Assignment:
Continue the news report on Valeant's deal to acquire Salix Pharmaceuticals from where it stops.

Study text:
########################################

Valeant Pharmaceuticals International Inc. is back in major deal-making mode with the all-cash $10.4-billion (U.S.) agreement to acquire gastrointestinal disorders specialist Salix Pharmaceuticals Ltd.
Laval, Que.-based Valeant said on Sunday it has struck a definitive agreement with Raleigh, N.C.-based Salix to pay $158 per share for the company, whose brands include Xifaxan, Uceris and Relistor. Xifaxan is seen as having potential in the treatment of irritable bowel syndrome.
Total enterprise value of the deal, which includes the Salix debt being assumed, is $14.5-billion.
On the Toronto Stock Exchange, Valeant's shares peaked at $252.60 early Monday. They gave up some gains but were up nearly 14 per cent or $30.29 at $247.70 in late morning trading.
The transaction, which was reported several weeks ago as being in the works, is the first multibillion deal for Valeant since it was thwarted in its $54-billion hostile offer for Botox-maker Allergan last year, in partnership with hedge-fund manager Pershing Square Capital Management. Actavis PLC trumped its bid with a $66-billion friendly proposal.
Valeant came under fire during the protracted battle for Allergan, with allegations from its target and other critics that it is nothing more than a serial acquirer that slashes R&D and staff once it has scooped up a company, has little organic growth and produces opaque financial results.

########################################

Referring expression pointing data

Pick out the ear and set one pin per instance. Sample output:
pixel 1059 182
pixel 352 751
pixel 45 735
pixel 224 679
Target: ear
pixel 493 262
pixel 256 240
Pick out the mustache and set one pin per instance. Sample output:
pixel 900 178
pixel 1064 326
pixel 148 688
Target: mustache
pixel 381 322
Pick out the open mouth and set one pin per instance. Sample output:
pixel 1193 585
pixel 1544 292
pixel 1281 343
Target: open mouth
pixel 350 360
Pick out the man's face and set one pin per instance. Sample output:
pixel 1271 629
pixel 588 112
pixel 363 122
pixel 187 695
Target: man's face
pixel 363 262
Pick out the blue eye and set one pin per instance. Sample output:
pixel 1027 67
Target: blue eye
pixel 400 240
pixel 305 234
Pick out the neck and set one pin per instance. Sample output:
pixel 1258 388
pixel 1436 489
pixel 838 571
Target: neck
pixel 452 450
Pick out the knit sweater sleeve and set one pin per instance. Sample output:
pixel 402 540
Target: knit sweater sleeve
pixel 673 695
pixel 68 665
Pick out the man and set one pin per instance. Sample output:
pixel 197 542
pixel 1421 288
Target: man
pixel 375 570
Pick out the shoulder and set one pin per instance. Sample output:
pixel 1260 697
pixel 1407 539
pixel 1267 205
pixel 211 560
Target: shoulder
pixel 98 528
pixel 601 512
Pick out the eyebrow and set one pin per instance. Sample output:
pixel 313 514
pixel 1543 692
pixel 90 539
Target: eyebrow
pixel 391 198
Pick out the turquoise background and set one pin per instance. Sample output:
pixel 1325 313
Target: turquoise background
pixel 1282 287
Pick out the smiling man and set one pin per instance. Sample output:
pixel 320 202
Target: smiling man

########################################

Response to the task:
Valeant – which has a significant presence in Bridgewater, N.J. – has also been criticized for using its international structure to take advantage of lower tax rates in Canada.
"There were a lot of allegations made about our company that just aren't true, so we waited to show a number of clean quarters" including a fourth quarter that will boast 16 per cent organic growth, Valeant chairman and chief executive officer Michael Pearson said in an interview Sunday.
"We've accomplished what we wanted to show in terms that our base business is strong and thriving."
The Salix deal represents further diversification for Valeant, this time into what it says is the high-growth market for gastrointestinal treatments. Last week, Valeant announced it bought the rights to a prostate cancer vaccine and other assets from Dendreon Corp. for $495-million.
Valeant's specialties include oral care, vision treatment, podiatry, wrinkle-shrinking and acne medicine.
"We've always liked Salix from a standpoint of another specialty area that's growing. Like dermatology and ophthalmology, it's an attractive therapeutic area," Mr. Pearson said.
"The growing GI market has attractive fundamentals, and Salix has a portfolio of terrific products that are outpacing the market in terms of volume growth and a promising near-term pipeline of innovative products," he said in a news release.
Valeant expects to wring more than $500-million in cost savings from the combined company within six months, "primarily from reductions in corporate overhead and R&D rationalization ... " But it said there are no plans to cut Salix' specialty sales force.
For 2015, Salix revenues are expected to be hit by more than $500-million in costs related to the working down of wholesale inventory levels for its top four products, Valeant said.
The offer – which Mr. Pearson said is the result of 3 and 1/2 weeks of talks with Salix – will be financed with a combination of bank debt and bonds, Valeant said.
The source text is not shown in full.